INSTRUCTIONS FOR THE TASK.
Can you output, unchanged and character for character, the lines of the records below, starting at the line that contains "target: <item>pendant light</item>" and ending at the line that contains "135 33 L 136", with both of those lines included and nothing else?

Region annotation records:
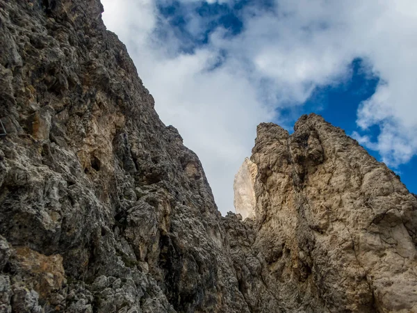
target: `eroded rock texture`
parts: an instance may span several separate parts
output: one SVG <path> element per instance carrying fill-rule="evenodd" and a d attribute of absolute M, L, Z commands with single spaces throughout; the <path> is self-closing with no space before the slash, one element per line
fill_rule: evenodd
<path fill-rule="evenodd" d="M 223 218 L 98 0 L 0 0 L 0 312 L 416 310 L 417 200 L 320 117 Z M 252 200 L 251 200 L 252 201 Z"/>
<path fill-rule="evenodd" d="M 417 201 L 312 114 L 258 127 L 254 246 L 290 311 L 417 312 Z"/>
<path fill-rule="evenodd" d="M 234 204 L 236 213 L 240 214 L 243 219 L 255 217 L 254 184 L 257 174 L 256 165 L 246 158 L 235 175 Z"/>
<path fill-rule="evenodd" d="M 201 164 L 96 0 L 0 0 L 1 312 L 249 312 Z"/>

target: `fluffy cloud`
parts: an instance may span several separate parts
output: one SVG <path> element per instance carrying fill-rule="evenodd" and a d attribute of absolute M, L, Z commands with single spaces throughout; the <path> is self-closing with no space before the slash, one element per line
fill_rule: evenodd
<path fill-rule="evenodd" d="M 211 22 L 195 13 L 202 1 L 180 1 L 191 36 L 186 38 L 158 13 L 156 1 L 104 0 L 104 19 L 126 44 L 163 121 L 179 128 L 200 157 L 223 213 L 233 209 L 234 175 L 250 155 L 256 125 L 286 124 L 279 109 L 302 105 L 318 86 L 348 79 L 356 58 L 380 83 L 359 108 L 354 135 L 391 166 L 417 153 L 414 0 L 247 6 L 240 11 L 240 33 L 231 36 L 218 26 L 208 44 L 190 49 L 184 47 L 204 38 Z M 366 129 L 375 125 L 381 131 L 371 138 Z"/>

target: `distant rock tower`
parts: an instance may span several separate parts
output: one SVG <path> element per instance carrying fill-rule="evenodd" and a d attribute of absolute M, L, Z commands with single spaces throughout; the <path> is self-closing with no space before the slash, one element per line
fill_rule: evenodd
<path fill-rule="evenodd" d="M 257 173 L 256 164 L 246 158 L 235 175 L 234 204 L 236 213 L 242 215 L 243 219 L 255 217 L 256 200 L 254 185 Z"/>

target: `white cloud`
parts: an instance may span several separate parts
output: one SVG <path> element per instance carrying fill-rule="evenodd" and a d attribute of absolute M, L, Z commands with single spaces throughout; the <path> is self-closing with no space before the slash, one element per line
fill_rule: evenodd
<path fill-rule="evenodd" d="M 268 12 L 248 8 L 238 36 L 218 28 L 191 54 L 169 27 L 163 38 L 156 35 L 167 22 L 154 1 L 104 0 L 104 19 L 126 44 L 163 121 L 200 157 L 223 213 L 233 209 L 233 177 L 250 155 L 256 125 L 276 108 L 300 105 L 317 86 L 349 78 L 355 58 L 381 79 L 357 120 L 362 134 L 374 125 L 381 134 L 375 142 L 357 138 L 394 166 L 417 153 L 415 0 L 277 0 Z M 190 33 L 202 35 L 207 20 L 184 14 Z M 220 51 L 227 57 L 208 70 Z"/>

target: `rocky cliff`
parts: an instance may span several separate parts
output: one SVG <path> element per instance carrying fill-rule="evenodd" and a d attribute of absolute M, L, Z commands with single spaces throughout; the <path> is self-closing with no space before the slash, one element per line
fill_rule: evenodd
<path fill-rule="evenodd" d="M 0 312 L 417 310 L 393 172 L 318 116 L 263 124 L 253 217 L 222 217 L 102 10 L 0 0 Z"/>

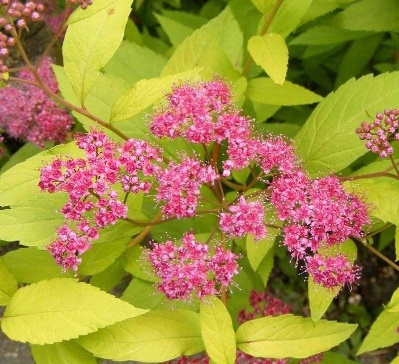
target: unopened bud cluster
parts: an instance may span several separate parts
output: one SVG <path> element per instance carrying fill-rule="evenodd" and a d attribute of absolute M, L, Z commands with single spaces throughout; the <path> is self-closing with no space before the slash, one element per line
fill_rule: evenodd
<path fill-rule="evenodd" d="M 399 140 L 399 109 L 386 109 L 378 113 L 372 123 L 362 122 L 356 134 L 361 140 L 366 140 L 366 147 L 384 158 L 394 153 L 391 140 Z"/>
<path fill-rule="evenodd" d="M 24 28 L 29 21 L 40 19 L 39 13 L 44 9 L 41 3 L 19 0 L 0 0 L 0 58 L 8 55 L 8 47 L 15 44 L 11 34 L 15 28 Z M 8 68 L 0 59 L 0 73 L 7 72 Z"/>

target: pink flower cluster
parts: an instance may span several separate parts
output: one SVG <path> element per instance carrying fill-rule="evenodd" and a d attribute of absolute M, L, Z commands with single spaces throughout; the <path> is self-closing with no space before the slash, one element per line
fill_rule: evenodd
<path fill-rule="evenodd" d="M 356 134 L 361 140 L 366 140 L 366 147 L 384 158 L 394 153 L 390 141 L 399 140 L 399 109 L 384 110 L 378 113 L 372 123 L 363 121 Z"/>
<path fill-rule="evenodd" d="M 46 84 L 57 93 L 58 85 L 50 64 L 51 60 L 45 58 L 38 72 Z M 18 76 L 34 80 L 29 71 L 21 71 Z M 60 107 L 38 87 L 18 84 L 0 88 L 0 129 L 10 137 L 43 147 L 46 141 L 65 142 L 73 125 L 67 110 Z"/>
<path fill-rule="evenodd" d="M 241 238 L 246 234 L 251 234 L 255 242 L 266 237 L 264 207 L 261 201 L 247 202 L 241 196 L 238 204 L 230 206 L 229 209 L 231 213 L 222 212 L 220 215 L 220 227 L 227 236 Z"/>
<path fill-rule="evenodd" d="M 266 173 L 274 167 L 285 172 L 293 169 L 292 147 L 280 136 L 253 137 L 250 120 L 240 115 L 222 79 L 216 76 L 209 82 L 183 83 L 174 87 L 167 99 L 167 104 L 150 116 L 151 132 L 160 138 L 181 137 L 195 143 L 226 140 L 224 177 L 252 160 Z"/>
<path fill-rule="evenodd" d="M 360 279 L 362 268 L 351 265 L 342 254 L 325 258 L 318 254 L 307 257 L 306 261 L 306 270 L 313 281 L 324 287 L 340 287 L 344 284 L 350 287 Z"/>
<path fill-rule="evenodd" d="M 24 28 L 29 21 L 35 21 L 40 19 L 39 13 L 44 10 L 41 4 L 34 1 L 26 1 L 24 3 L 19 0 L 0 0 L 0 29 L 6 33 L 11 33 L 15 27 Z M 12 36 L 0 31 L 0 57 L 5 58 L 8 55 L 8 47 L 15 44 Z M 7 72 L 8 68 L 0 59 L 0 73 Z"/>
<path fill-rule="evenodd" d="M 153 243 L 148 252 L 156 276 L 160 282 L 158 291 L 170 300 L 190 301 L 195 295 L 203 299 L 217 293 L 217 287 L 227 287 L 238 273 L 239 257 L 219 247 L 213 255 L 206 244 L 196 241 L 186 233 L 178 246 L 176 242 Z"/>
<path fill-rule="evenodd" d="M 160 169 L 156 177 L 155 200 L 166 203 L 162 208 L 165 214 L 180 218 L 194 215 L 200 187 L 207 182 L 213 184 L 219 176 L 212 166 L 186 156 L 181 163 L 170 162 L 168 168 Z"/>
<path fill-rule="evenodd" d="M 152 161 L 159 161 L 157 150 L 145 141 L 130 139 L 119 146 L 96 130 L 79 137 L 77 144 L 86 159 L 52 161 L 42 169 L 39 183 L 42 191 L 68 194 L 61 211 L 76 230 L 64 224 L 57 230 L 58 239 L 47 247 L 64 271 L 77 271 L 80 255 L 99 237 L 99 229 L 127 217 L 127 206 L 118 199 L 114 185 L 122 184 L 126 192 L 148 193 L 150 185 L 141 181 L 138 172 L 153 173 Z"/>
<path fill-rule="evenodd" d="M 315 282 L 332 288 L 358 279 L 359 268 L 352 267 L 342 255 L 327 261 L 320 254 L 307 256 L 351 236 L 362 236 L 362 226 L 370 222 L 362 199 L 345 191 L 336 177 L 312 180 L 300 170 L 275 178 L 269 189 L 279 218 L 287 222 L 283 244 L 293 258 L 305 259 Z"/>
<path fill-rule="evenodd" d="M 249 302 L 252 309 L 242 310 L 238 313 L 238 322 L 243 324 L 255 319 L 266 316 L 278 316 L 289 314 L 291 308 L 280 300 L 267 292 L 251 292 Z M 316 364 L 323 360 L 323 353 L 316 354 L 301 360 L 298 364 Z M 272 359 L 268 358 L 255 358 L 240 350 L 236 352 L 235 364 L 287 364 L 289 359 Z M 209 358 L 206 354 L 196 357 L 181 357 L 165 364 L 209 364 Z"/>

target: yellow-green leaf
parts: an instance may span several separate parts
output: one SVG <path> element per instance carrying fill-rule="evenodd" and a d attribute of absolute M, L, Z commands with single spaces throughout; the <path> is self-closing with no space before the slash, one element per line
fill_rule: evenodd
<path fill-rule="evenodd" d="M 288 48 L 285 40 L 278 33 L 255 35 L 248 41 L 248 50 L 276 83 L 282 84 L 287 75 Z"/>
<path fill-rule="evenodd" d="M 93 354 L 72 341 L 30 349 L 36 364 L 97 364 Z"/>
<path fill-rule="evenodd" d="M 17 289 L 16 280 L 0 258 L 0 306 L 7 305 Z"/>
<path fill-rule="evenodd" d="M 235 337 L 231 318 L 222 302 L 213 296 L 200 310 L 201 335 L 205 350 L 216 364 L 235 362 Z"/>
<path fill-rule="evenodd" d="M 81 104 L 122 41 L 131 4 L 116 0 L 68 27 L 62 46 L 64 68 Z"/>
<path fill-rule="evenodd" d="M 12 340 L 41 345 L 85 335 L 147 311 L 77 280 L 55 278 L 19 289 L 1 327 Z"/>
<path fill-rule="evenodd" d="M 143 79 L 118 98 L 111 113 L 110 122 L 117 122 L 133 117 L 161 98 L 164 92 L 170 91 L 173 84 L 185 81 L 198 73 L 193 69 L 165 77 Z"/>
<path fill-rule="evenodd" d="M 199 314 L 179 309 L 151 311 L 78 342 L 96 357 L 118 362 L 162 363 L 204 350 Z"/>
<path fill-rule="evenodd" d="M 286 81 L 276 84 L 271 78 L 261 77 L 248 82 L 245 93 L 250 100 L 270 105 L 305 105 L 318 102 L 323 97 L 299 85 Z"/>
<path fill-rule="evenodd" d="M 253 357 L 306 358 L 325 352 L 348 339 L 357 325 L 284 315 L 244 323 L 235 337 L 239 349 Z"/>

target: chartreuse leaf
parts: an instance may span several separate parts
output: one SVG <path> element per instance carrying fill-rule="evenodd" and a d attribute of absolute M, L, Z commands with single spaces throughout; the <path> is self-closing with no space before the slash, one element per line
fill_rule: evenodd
==
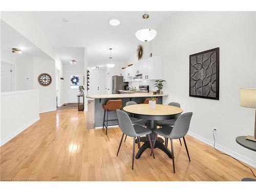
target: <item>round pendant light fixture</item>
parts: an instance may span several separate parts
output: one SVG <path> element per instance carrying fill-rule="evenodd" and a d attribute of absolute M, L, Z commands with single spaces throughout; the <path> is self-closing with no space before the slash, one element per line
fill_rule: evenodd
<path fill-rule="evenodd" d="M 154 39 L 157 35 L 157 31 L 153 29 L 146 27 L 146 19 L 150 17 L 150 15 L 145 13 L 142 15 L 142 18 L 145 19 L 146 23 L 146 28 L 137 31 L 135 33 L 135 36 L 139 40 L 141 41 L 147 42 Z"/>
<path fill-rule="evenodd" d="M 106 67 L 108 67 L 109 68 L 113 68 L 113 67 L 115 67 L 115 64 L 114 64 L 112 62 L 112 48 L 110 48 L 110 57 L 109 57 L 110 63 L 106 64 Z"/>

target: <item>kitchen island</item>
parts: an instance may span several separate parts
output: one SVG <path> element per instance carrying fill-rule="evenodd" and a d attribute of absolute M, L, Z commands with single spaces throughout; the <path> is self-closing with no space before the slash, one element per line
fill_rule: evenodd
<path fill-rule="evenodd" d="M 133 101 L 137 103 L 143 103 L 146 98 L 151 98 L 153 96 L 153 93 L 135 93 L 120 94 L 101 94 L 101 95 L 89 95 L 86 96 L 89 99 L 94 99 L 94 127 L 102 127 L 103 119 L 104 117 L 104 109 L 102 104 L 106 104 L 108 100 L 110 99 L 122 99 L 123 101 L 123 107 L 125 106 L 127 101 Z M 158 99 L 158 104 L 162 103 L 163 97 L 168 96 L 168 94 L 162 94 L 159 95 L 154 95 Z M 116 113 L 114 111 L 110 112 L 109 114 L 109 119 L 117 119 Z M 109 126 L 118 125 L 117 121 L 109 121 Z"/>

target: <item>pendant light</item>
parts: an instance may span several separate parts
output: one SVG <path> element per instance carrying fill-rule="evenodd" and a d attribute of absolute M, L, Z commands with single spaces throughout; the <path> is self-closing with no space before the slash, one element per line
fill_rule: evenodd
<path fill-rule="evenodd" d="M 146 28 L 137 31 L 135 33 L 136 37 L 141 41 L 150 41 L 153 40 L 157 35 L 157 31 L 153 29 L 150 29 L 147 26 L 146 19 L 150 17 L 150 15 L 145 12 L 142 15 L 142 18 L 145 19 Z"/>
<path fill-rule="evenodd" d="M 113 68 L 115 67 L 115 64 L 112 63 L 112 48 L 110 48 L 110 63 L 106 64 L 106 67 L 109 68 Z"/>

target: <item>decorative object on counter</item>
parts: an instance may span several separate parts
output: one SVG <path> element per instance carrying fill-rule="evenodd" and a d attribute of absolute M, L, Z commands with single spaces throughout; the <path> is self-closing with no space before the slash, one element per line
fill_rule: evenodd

RESPONSE TO THE EXERCISE.
target: <item>pendant light</item>
parts: an instance may span several separate parts
output: one SVG <path> element per instance carrying fill-rule="evenodd" and a d attribute of absolute M, L, Z commands with single spaces throughout; the <path> is self-closing with no space before the slash, one element per line
fill_rule: evenodd
<path fill-rule="evenodd" d="M 146 28 L 137 31 L 135 33 L 136 37 L 141 41 L 150 41 L 153 40 L 157 35 L 157 31 L 153 29 L 150 29 L 147 26 L 146 19 L 150 17 L 150 15 L 145 12 L 142 15 L 142 18 L 145 19 Z"/>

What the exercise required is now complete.